__Excerpt to read__:
####

Antibiotic resistance has been a slow-growing scourge, fueled in part by relatively weak political support for implementing national action plans and surveillance systems. Because the problem is essentially the result of multiple systems failures, overcoming it requires urgent global collective action.

WASHINGTON, DC/UPPSALA – When the World Health Organization launched last year’s World Antimicrobial Awareness Week, it expanded the campaign’s focus from antibiotics to all antimicrobials – including antiviral, antifungal, and antiprotozoal drugs. The WHO said that framing the response to antibiotic resistance (ABR) within the broader antimicrobial resistance (AMR) agenda, including HIV and malaria, would “facilitate programmatic synergy and efficiency, and catalyze country-level action to combat drug-resistant infections.” But although there are many commonalities between ABR and AMR, there are also important differences that justify paying specific attention to antibiotics.

ABR has been a slow-growing pandemic, fueled in part by relatively weak political support for implementing national action plans that include the establishment of well-resourced surveillance systems. The resulting lack of context-specific data on the health and economic burden of resistance has created an obstacle to policy action.

Although aggregate numbers on the global AMR burden exist – the most cited, from the United Kingdom’s independent 2014-16 AMR review, chaired by the economist Jim O’Neill, put the toll at 700,000 deaths per year – these underrepresent the ABR problem, owing to the limited scope of bacteria covered. In fact, estimates suggest that ABR alone claims more than 750,000 lives every year, with the largest toll most likely occurring among children in the poorest countries. In a recent global survey, 79% of physicians treating newborns reported an increasing trend of multi-drug-resistant infections over the last five years, while 54% cited ABR as the leading cause of failure to treat neonatal sepsis, a blood infection affecting newborns.

####

Copy word for word the part of the antibiotic resistance passage from "Antibiotic resistance has" up to and including "global collective action.".

__Excerpted data__:
####

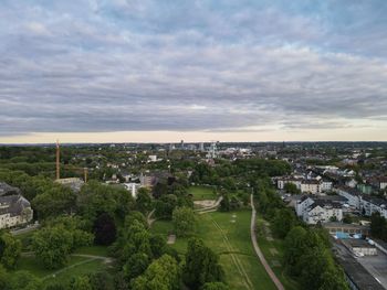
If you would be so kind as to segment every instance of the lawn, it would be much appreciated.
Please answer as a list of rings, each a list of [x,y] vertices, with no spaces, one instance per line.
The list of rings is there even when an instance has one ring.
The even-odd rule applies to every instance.
[[[73,277],[82,275],[93,273],[98,270],[107,269],[108,265],[103,259],[96,259],[92,257],[79,257],[75,255],[93,255],[93,256],[107,256],[107,248],[100,246],[91,246],[79,248],[74,256],[71,256],[69,262],[61,269],[45,269],[43,265],[35,259],[34,256],[22,256],[18,262],[17,271],[29,271],[44,280],[44,282],[67,281]]]
[[[250,218],[250,211],[198,215],[196,236],[220,255],[230,289],[275,289],[252,248]],[[172,226],[170,222],[157,221],[151,230],[167,236]],[[187,240],[177,238],[172,247],[184,254]]]
[[[192,194],[194,201],[203,201],[203,200],[216,200],[217,194],[213,193],[213,187],[211,186],[190,186],[188,193]]]
[[[258,226],[261,227],[258,233],[258,245],[260,246],[263,256],[266,261],[271,266],[272,270],[276,275],[276,277],[281,280],[282,284],[286,290],[296,290],[300,289],[300,286],[291,279],[282,267],[282,257],[283,257],[283,240],[272,237],[273,240],[266,239],[264,219],[259,216],[258,217]],[[268,222],[265,222],[268,224]]]

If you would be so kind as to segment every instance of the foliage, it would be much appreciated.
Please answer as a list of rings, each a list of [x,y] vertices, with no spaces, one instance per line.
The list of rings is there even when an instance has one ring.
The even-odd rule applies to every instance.
[[[21,254],[21,241],[9,233],[0,236],[0,262],[8,269],[14,269]]]
[[[32,207],[36,211],[38,217],[44,219],[73,212],[75,198],[76,195],[70,187],[54,184],[32,200]]]
[[[102,213],[95,221],[93,226],[95,235],[95,244],[108,246],[115,241],[117,229],[114,219],[107,214]]]
[[[301,191],[297,189],[297,186],[294,183],[286,182],[283,186],[284,191],[290,194],[300,194]]]
[[[278,237],[284,238],[295,223],[296,221],[293,212],[289,208],[278,210],[272,222],[273,233]]]
[[[174,290],[179,289],[179,266],[177,261],[164,255],[149,265],[144,275],[132,282],[134,290]]]
[[[114,219],[124,221],[135,202],[125,189],[91,181],[82,186],[76,204],[80,214],[93,224],[102,213],[107,213]]]
[[[206,247],[201,239],[191,238],[188,241],[182,279],[190,289],[200,289],[207,282],[218,282],[224,279],[223,269],[219,265],[219,256]]]
[[[172,213],[175,233],[178,237],[190,236],[195,232],[196,216],[192,208],[176,207]]]
[[[140,187],[137,193],[136,207],[142,213],[147,213],[151,210],[151,197],[148,189]]]
[[[387,221],[379,213],[370,217],[370,235],[387,241]]]

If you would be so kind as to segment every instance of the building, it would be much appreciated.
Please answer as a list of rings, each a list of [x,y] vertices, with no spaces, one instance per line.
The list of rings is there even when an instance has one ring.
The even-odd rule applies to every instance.
[[[373,213],[379,213],[380,216],[387,218],[387,201],[384,198],[364,195],[360,201],[360,210],[363,215],[370,216]]]
[[[0,183],[0,228],[23,225],[32,221],[31,204],[20,190],[6,183]]]
[[[302,193],[318,194],[321,193],[320,185],[321,182],[318,180],[303,180],[300,190]]]
[[[377,249],[375,245],[370,245],[364,239],[358,239],[358,238],[343,239],[343,245],[347,247],[347,249],[349,249],[352,253],[354,253],[355,256],[357,257],[377,255]]]
[[[333,198],[305,195],[295,204],[295,212],[305,223],[312,225],[343,219],[343,205]]]

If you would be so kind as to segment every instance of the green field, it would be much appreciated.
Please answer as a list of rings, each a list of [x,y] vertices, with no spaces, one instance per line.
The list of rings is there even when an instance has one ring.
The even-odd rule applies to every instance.
[[[250,211],[198,215],[196,236],[220,255],[230,289],[275,289],[252,248],[250,218]],[[151,230],[167,237],[172,226],[170,222],[157,221]],[[185,254],[187,238],[177,238],[172,247]]]
[[[98,246],[80,248],[70,257],[69,262],[63,268],[54,270],[45,269],[33,255],[23,255],[18,262],[15,271],[29,271],[44,281],[65,281],[70,280],[72,277],[96,272],[98,270],[107,269],[108,267],[102,258],[79,257],[76,255],[106,257],[107,248]]]
[[[296,290],[300,289],[300,286],[292,280],[287,275],[285,275],[282,267],[282,257],[283,257],[283,240],[280,240],[275,237],[272,237],[273,240],[266,239],[266,226],[264,225],[264,219],[258,217],[258,226],[261,227],[258,233],[258,245],[260,246],[263,256],[271,266],[272,270],[276,277],[281,280],[282,284],[286,290]],[[268,223],[268,222],[266,222]]]
[[[213,193],[213,187],[211,186],[190,186],[188,193],[192,194],[194,201],[203,201],[203,200],[216,200],[217,194]]]

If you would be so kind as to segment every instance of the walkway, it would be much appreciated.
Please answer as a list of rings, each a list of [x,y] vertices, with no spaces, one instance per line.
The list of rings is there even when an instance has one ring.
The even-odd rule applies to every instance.
[[[255,233],[255,226],[257,226],[257,211],[255,211],[255,206],[254,206],[254,200],[253,200],[253,195],[251,194],[250,196],[250,203],[251,203],[251,225],[250,225],[250,234],[251,234],[251,241],[252,245],[254,247],[255,254],[258,256],[258,258],[260,259],[261,264],[263,265],[264,269],[266,270],[268,275],[270,276],[271,280],[273,281],[273,283],[275,284],[276,289],[279,290],[285,290],[285,288],[283,287],[283,284],[281,283],[281,281],[279,280],[279,278],[276,278],[275,273],[273,272],[273,270],[270,268],[266,259],[264,258],[260,247],[258,246],[257,243],[257,233]]]
[[[195,212],[197,212],[198,214],[216,212],[222,200],[223,200],[223,196],[220,196],[213,205],[195,210]]]

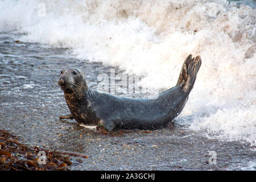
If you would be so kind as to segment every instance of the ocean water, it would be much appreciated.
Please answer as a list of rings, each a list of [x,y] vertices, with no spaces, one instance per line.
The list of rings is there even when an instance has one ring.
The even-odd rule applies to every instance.
[[[136,84],[152,92],[174,86],[185,57],[200,55],[195,85],[175,123],[199,137],[249,144],[255,151],[255,5],[225,0],[1,1],[0,34],[61,49],[59,63],[60,57],[72,57],[73,64],[117,68],[141,77]],[[22,52],[19,56],[24,60]],[[66,61],[54,69],[68,66]],[[255,166],[255,161],[249,163]]]

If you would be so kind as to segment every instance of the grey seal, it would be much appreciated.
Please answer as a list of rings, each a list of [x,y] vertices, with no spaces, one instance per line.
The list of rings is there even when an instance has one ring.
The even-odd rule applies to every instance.
[[[76,68],[61,71],[58,84],[71,114],[79,123],[120,129],[155,130],[166,126],[180,114],[201,66],[200,56],[185,60],[176,85],[157,97],[131,98],[102,93],[88,86],[82,72]]]

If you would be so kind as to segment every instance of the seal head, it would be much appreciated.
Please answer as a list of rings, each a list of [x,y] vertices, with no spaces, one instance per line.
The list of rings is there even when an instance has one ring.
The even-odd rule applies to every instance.
[[[155,130],[167,126],[180,114],[201,66],[200,56],[185,60],[177,84],[158,96],[145,98],[118,97],[99,92],[87,85],[79,69],[61,71],[59,85],[71,115],[79,123],[117,129]]]

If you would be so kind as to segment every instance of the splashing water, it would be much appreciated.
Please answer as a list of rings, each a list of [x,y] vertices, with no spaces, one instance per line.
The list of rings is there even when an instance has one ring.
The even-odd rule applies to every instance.
[[[0,31],[144,76],[143,86],[174,86],[186,56],[200,55],[177,122],[209,138],[253,146],[255,19],[255,9],[224,0],[0,2]]]

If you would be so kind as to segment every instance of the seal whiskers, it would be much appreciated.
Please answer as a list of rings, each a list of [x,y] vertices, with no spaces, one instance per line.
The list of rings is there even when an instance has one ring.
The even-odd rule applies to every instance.
[[[119,129],[155,130],[167,126],[180,114],[201,66],[200,56],[185,60],[177,84],[152,98],[131,98],[99,92],[89,87],[84,73],[69,68],[61,72],[59,85],[71,115],[79,123]],[[61,118],[68,117],[61,117]],[[61,117],[60,117],[60,118]]]

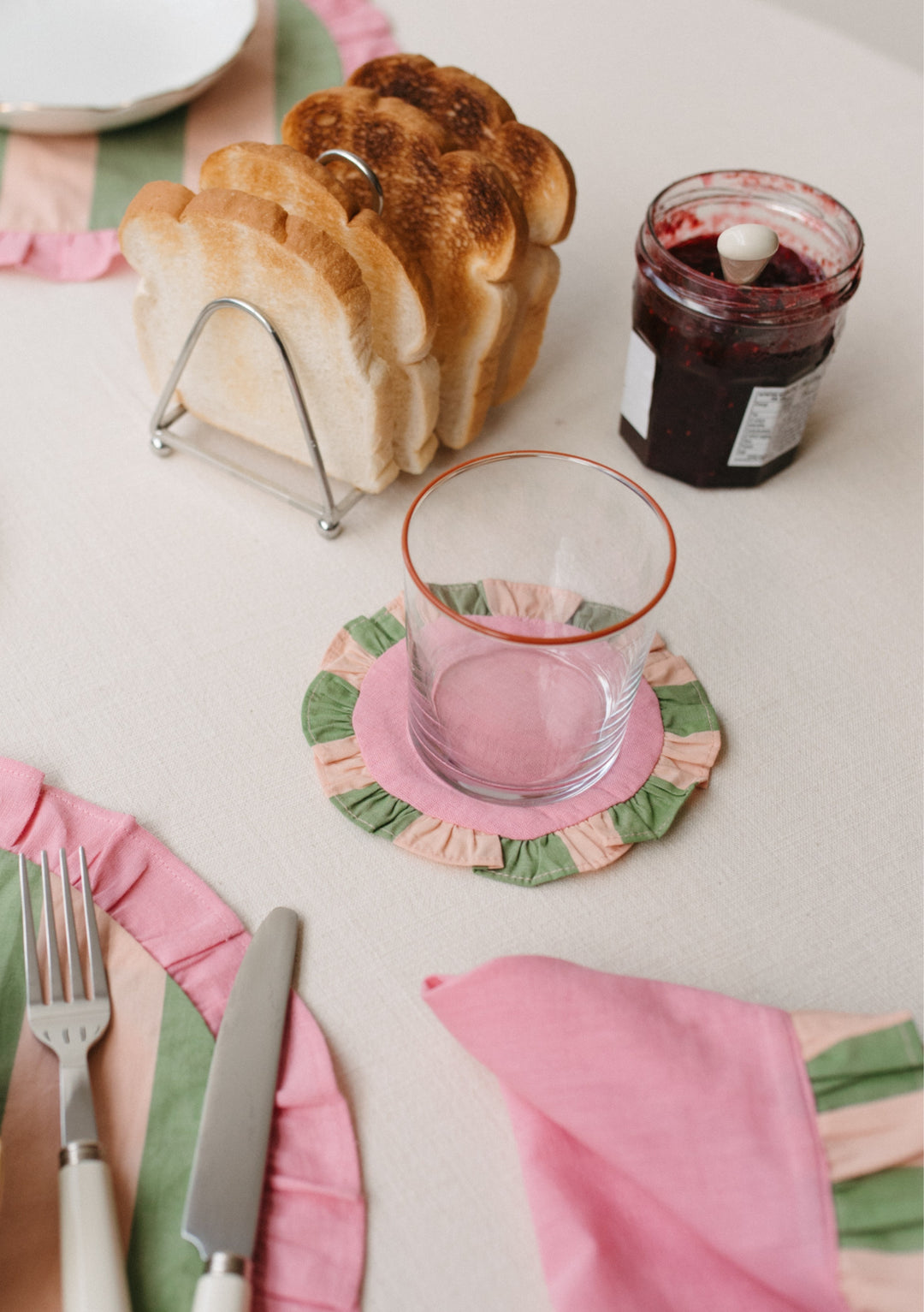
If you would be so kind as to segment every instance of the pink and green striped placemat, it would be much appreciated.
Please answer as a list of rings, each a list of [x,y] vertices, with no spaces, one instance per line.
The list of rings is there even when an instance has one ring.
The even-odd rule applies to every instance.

####

__Reply__:
Antibiotic resistance has been a slow-growing scourge, fueled in part by relatively weak political support for implementing national action plans and surveillance systems. Because the problem is essentially the result of multiple systems failures, overcoming it requires urgent global collective action.